-- Start Data section --

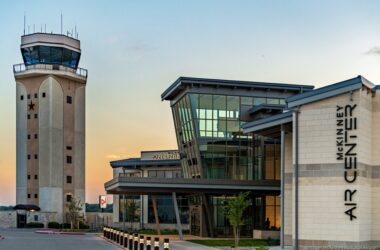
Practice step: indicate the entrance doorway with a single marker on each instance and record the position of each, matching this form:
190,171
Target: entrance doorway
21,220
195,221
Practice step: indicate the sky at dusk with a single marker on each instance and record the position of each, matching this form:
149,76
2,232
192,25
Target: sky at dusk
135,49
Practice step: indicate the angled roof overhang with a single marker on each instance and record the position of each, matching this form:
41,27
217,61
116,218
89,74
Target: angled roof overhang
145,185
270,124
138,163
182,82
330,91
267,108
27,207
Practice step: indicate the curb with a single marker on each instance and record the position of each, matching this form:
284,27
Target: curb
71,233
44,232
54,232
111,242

-- End Data section --
-- Start Data section --

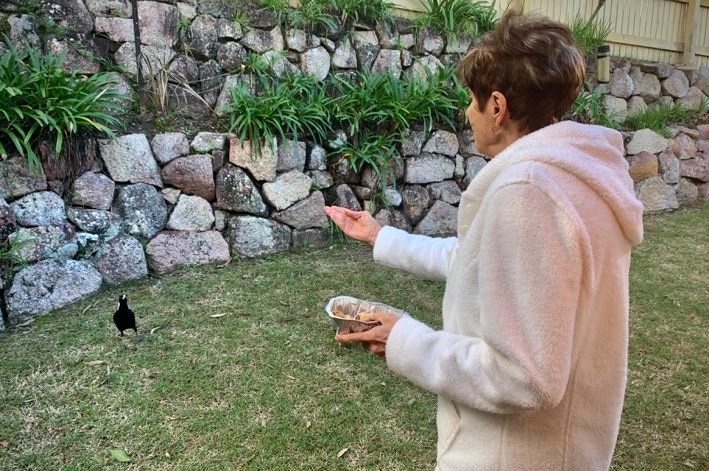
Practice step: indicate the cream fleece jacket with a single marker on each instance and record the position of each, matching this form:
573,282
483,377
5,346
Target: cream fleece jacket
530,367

-- End Data section --

• _What to do_
Count the lines in both blocks above that contain the string "angled", with case taken into account. Give only the number.

• _Answer in full_
2